* _What to produce_
Drop every picture, then repeat the records exactly.

* _Given data_
>>>>>
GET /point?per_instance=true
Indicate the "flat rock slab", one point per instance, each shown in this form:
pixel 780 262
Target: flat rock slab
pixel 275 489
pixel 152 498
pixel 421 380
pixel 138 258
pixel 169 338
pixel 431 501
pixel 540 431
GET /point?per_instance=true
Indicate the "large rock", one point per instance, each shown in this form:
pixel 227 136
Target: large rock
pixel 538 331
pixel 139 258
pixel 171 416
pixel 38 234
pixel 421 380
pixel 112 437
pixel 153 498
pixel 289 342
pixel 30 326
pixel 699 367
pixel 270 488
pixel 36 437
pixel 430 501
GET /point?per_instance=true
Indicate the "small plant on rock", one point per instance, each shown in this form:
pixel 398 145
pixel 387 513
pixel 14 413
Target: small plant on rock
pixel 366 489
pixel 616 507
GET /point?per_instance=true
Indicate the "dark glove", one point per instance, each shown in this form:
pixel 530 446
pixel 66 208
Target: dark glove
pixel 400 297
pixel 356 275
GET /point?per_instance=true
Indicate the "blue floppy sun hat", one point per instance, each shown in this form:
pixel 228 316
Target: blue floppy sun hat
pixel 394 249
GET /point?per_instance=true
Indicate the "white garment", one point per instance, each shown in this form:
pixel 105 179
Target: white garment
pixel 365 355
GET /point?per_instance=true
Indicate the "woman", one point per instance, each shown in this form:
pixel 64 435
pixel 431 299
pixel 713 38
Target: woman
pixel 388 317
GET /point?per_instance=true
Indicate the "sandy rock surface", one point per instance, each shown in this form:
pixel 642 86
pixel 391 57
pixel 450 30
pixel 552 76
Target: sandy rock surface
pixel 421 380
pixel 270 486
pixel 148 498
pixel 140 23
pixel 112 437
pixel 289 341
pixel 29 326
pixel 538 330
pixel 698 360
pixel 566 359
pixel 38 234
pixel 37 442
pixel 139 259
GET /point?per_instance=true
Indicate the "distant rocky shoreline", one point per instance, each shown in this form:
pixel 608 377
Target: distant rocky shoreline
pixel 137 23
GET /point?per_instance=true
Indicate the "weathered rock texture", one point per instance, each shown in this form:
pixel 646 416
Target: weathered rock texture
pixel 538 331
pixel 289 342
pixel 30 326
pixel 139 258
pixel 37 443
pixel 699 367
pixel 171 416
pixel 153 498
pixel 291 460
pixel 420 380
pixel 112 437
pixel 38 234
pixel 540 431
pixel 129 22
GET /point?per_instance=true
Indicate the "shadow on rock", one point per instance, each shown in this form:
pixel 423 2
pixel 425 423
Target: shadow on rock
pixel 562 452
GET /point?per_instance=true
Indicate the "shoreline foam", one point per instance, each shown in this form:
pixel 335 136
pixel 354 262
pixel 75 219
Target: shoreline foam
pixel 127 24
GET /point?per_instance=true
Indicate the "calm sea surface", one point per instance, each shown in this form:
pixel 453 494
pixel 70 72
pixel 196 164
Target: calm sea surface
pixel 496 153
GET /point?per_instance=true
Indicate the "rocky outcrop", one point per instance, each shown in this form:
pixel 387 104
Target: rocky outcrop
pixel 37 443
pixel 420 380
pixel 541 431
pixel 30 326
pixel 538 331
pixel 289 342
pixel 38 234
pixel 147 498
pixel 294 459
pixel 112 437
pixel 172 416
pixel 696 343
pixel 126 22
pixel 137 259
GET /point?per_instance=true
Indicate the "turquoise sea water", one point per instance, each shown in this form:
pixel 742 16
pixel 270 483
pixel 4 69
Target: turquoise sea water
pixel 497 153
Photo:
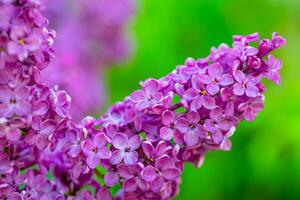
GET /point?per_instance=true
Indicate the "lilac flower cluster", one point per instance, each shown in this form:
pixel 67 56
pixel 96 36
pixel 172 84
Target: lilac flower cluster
pixel 85 47
pixel 140 144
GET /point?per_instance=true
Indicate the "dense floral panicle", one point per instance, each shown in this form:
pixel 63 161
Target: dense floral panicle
pixel 192 110
pixel 83 52
pixel 141 143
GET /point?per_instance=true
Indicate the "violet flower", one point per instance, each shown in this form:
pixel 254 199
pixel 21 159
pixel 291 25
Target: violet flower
pixel 125 149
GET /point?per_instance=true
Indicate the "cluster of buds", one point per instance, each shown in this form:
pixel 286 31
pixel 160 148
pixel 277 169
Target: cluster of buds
pixel 142 143
pixel 91 35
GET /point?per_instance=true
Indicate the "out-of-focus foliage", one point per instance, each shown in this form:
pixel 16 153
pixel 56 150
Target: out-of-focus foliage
pixel 264 162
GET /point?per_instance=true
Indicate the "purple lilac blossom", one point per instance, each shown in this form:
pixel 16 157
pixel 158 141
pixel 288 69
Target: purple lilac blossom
pixel 141 143
pixel 85 47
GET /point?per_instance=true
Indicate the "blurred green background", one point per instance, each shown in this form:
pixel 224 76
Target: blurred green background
pixel 264 162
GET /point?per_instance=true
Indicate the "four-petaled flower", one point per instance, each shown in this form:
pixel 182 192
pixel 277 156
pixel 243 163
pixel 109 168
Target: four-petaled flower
pixel 244 85
pixel 147 97
pixel 215 78
pixel 96 149
pixel 163 169
pixel 14 101
pixel 191 128
pixel 216 125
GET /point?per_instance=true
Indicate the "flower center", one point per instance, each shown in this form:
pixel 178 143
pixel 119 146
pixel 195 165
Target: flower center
<<<<<
* _Result for this task_
GET /point?per_instance=true
Indicate the "flat rock slab", one point per instance, each shown in this form:
pixel 780 262
Target: flat rock slab
pixel 275 489
pixel 152 498
pixel 421 380
pixel 138 258
pixel 169 338
pixel 431 501
pixel 540 431
GET /point?per_instance=true
Indicate the "large rock", one point per instance, each shown in this form:
pixel 227 136
Target: large rock
pixel 538 331
pixel 139 258
pixel 171 416
pixel 38 234
pixel 421 380
pixel 112 437
pixel 153 498
pixel 289 342
pixel 30 326
pixel 699 367
pixel 270 488
pixel 36 437
pixel 430 501
GET /point?per_instance=true
Indicate the "small plant on rock", one point per instance, each shown in this form:
pixel 398 145
pixel 387 513
pixel 14 413
Target: small plant on rock
pixel 366 489
pixel 616 507
GET /point?per_instance=true
Indicate the "dark glove", one point per instance, each shown in this form:
pixel 530 446
pixel 66 208
Target: dark glove
pixel 400 297
pixel 356 275
GET /point?per_instance=true
Indicate the "blue floppy sun hat", one point per instance, each shown in this form:
pixel 228 316
Target: blue floppy sun hat
pixel 394 249
GET /point?per_instance=true
Indicate the "white garment", one point per instance, each shown in this form:
pixel 105 179
Target: white garment
pixel 365 355
GET /point?per_instance=true
Indicate the "woman", one point per instance, each shown in this form:
pixel 64 435
pixel 431 299
pixel 713 38
Target: woman
pixel 388 317
GET /point?per_instance=true
Indicate the "sandy rock surface", one point per instance, each shown in this form:
pixel 642 86
pixel 391 57
pixel 450 30
pixel 552 76
Target: sandy rock surface
pixel 421 380
pixel 270 486
pixel 148 498
pixel 140 23
pixel 112 437
pixel 289 341
pixel 29 326
pixel 538 330
pixel 698 360
pixel 566 359
pixel 38 234
pixel 37 442
pixel 139 259
GET /point?per_instance=true
Indicate the "distant rocky shoreline", one point per instance, each shown in this form:
pixel 608 377
Target: distant rocky shoreline
pixel 137 23
GET /point?per_instance=true
Indicate the "weathered rock texture", one point per instance, each shown in this form:
pixel 646 416
Target: weathered rock texture
pixel 538 331
pixel 289 342
pixel 30 326
pixel 139 258
pixel 37 443
pixel 699 367
pixel 171 416
pixel 153 498
pixel 291 460
pixel 420 380
pixel 112 437
pixel 38 234
pixel 540 431
pixel 129 22
GET /point?per_instance=true
Indicate the "shadow on rock", one point per instance, each shown in this form:
pixel 423 2
pixel 425 423
Target: shadow on rock
pixel 562 452
GET /point?per_instance=true
Indicate the "shoreline foam", one point per instance, each shown in this form:
pixel 335 136
pixel 354 262
pixel 75 219
Target: shoreline foam
pixel 127 24
GET /point?per_instance=true
Indicate the "calm sea surface", one point per instance, each shown in this form:
pixel 453 494
pixel 70 72
pixel 196 164
Target: calm sea surface
pixel 496 153
GET /point?per_instance=true
Indicate the "rocky outcrop", one point per instance, each shown in this form:
pixel 387 104
Target: rocky outcrop
pixel 37 443
pixel 420 380
pixel 541 431
pixel 30 326
pixel 538 331
pixel 289 342
pixel 38 234
pixel 147 498
pixel 294 459
pixel 112 437
pixel 172 416
pixel 696 343
pixel 126 22
pixel 137 259
GET /point?per_instance=true
Indicate the "turquoise sea water", one point per instance, each shown in this form:
pixel 742 16
pixel 270 483
pixel 4 69
Target: turquoise sea water
pixel 497 153
Photo:
GET /point?per_instance=true
Indicate the "lilac flower cluster", one point per instance, each shown in this form:
pixel 67 56
pixel 96 36
pixel 172 84
Target: lilac flower cluster
pixel 85 47
pixel 140 144
GET /point?per_instance=true
Indicate the "dense floral panicle", one point per instance, each shown in this form:
pixel 63 161
Target: dense floral panicle
pixel 192 110
pixel 83 52
pixel 141 143
GET /point?per_instance=true
Indicate the "violet flower", one point per instance, each shown in this form:
pixel 254 199
pixel 21 159
pixel 291 25
Target: violet flower
pixel 125 149
GET /point?per_instance=true
Indicate the "cluster of buds", one point per instance, each shown in this form:
pixel 286 31
pixel 160 148
pixel 277 169
Target: cluster of buds
pixel 142 143
pixel 91 35
GET /point?per_instance=true
Indicate the "out-of-focus foliage", one point per instance, each shown in this form:
pixel 16 153
pixel 56 150
Target: out-of-focus foliage
pixel 264 162
GET /point?per_instance=true
Indicate the "purple lilac blossom", one point per instance, each shown in this form:
pixel 16 157
pixel 158 141
pixel 288 69
Target: purple lilac blossom
pixel 141 143
pixel 85 47
GET /point?per_instance=true
Indicate the "blurred green background", one point per instance, each shown in this form:
pixel 224 76
Target: blurred green background
pixel 264 162
GET /point?per_instance=true
Indicate the "four-petaled flower", one point per instance, each shown in this form:
pixel 182 192
pixel 277 156
pixel 243 163
pixel 109 168
Target: four-petaled flower
pixel 244 85
pixel 147 97
pixel 215 78
pixel 96 149
pixel 163 169
pixel 14 101
pixel 191 128
pixel 216 125
GET /point?per_instance=true
Indicate the "flower center", one point per instance, each shown in this form:
pixel 178 143
pixel 119 146
pixel 195 165
Target: flower center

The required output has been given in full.